> What to work on
**a)** In the article about Dr. Joseph Hathaway's gastroenterology practice, translate the following sentence into Spanish: "Statesboro resident Walt Strickland has been a patient of Dr. Hathaway's for over ten years."
**b)** According to the article about Dr. Joseph Hathaway's gastroenterology practice, which specialized procedure did he bring to Statesboro for studying the bile ducts, pancreatic duct and gallbladder?
**c)** Extend the article about Dr. Joseph Hathaway's gastroenterology practice in Statesboro, picking up after its final sentence.

> Source passage
Dr. Joseph Hathaway, Jr. of the Gastroenterology Institute in Statesboro said his move to Bulloch County a year ago was instigated by the need to return to practicing medicine the way he always envisioned it.
"When I was working in a large gastroenterology practice in Savannah, I did not spend a lot of time with my patients," he said. "The way the practice was set up, a lot of the face time with patients was done by a physician's assistant, and I really missed that one-on-one interaction."
Hathaway said he decided to leave the practice in Savannah to open his own practice in Statesboro and be on staff with East Georgia Regional Medical Center.
"I have always had a lot of patients from the surrounding area, particularly Statesboro and Hinesville," he said. "It just seemed like a very logical place to build my own practice, and the people here are so very nice."
Hathaway also felt it was important to bring certain medical procedures to Statesboro that were not being performed here so residents would not have to leave this area to have them done. One of those procedures is the Endoscopic retrograde cholangiopancreatography, or ERCP, which is a specialized technique used to study the bile ducts, pancreatic duct and gallbladder.
Other procedures performed by Hathaway include colonoscopy, capsule endoscopy, upper endoscopy, flexible sigmoidoscopy, PH monitoring, esophageal manometry, PEG tube insertion, esophageal dilation, ablation of Barrett's Mucosa.
Statesboro resident Walt Strickland has been a patient of Dr. Hathaway's for over ten years. Strickland said he is thrilled that he doesn't have to go to Savannah any more for treatment.

> Record excerpts
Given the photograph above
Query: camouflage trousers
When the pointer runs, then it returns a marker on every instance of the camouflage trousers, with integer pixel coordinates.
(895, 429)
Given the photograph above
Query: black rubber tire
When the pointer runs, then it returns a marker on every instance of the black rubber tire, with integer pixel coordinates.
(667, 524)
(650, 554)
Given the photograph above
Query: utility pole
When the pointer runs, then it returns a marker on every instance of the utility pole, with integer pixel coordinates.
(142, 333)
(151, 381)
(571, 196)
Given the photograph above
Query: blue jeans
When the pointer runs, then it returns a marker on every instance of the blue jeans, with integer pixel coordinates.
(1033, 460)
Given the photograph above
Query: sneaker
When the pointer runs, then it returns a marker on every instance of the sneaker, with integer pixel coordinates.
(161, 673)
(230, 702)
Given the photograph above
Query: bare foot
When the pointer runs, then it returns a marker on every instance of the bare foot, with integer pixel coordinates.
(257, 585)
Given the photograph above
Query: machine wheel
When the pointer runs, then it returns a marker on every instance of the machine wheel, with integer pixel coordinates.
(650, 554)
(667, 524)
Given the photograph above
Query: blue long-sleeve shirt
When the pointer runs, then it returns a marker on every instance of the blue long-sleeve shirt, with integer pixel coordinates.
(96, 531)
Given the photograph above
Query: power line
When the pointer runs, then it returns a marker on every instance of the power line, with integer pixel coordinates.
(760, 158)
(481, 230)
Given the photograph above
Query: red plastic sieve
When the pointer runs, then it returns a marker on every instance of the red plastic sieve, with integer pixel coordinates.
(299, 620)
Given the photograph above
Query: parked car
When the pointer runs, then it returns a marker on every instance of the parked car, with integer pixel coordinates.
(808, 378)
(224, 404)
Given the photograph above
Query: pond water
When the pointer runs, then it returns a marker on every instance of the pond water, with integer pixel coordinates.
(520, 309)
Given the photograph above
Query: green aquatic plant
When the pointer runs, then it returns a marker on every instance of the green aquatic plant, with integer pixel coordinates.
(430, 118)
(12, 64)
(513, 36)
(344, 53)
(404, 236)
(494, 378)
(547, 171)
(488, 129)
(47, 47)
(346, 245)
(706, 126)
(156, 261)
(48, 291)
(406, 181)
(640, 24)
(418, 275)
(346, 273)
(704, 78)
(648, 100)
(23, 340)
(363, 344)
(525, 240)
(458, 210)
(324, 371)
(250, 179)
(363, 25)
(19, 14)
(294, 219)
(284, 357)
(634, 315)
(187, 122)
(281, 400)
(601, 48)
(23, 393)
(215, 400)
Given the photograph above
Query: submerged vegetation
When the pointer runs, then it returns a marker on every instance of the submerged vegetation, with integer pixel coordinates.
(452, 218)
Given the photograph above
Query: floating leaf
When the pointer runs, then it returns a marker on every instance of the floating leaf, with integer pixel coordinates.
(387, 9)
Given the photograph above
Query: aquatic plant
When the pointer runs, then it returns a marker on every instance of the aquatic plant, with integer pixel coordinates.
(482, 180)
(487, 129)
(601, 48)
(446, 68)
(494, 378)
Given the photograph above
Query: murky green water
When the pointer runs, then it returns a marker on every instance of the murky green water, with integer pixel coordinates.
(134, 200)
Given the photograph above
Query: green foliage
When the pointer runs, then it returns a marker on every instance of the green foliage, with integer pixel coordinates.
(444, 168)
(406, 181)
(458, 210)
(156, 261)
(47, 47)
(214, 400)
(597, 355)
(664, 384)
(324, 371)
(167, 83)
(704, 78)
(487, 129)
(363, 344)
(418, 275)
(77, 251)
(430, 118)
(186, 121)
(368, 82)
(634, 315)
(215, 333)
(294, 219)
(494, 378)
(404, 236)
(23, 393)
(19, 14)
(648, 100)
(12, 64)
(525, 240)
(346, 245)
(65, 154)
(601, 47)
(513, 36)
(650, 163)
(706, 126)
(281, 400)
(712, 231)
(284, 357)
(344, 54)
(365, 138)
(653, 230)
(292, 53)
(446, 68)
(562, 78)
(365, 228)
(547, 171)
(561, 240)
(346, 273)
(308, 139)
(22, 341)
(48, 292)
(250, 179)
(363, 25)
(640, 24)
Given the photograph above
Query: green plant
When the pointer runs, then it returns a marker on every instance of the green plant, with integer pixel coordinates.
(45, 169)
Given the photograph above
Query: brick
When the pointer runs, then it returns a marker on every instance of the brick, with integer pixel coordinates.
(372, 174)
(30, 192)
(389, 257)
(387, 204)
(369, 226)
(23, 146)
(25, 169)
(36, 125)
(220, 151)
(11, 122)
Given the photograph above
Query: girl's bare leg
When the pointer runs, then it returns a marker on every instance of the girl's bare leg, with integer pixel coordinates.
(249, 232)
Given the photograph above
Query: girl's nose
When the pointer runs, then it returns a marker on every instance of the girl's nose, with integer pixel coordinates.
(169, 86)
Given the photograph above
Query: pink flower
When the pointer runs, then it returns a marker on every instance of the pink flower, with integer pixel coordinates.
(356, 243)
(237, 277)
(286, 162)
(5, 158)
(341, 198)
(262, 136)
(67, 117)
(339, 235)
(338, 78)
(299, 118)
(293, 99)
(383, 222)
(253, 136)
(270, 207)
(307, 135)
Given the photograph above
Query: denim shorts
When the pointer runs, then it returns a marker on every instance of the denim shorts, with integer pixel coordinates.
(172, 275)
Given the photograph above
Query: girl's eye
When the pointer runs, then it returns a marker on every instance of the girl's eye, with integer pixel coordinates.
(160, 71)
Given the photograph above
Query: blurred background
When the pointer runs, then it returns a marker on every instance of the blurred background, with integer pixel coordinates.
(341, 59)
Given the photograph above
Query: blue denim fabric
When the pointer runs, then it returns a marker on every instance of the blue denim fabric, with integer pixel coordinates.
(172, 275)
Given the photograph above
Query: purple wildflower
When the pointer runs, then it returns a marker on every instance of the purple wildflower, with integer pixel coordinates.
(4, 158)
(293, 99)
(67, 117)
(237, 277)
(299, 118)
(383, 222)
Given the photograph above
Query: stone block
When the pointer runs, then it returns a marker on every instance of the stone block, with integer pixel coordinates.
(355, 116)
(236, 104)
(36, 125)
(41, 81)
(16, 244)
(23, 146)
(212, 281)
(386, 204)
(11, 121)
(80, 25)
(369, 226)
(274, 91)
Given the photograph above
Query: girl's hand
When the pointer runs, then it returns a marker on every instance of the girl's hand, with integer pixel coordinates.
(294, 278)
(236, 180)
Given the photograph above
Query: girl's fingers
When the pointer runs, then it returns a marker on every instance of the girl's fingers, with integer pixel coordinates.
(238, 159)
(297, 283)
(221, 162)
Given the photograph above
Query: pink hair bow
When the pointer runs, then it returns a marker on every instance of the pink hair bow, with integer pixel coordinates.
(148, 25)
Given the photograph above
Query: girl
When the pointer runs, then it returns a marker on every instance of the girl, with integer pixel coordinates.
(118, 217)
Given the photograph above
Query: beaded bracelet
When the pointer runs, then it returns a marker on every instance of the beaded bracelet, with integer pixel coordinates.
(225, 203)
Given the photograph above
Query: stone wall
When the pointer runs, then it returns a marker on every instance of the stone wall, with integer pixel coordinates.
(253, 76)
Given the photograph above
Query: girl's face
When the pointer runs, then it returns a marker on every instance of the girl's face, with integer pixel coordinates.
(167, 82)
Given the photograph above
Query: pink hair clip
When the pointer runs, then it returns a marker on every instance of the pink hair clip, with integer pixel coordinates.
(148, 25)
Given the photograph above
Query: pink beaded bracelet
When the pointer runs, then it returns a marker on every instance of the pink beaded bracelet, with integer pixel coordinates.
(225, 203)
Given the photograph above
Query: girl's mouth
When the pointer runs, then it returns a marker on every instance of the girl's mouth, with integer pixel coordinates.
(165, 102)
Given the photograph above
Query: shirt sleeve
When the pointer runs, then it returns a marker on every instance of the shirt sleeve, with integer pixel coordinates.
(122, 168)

> Responses to the tasks
**a)** Walt Strickland, residente de Statesboro, ha sido paciente del Dr. Hathaway durante más de diez años.

**b)** Endoscopic retrograde cholangiopancreatography (ERCP).

**c)**
"Not only is he a good doctor, he really is just a good guy with a great attitude," Strickland said. "I was originally referred to Dr. Hathaway by a physician at Ft. Stewart. The first thing that I noticed was his bedside manner. Not only did he address me, but he talked to my wife as well. You can tell that he truly cares about your well being."
Hathaway said he feels it is very important to get to know your patients in order to provide the best possible care.
"I want to understand their concerns, and work with them on alleviating whatever the problem is," he said. "To do that, you need to visit with them and establish a rapport. I really enjoy that aspect of medicine. I truly missed that when I was practicing in Savannah, and knew that I needed to make a change."
Hathaway said his mission now is to let doctors in this area know all of the procedures that he performs on a routine basis.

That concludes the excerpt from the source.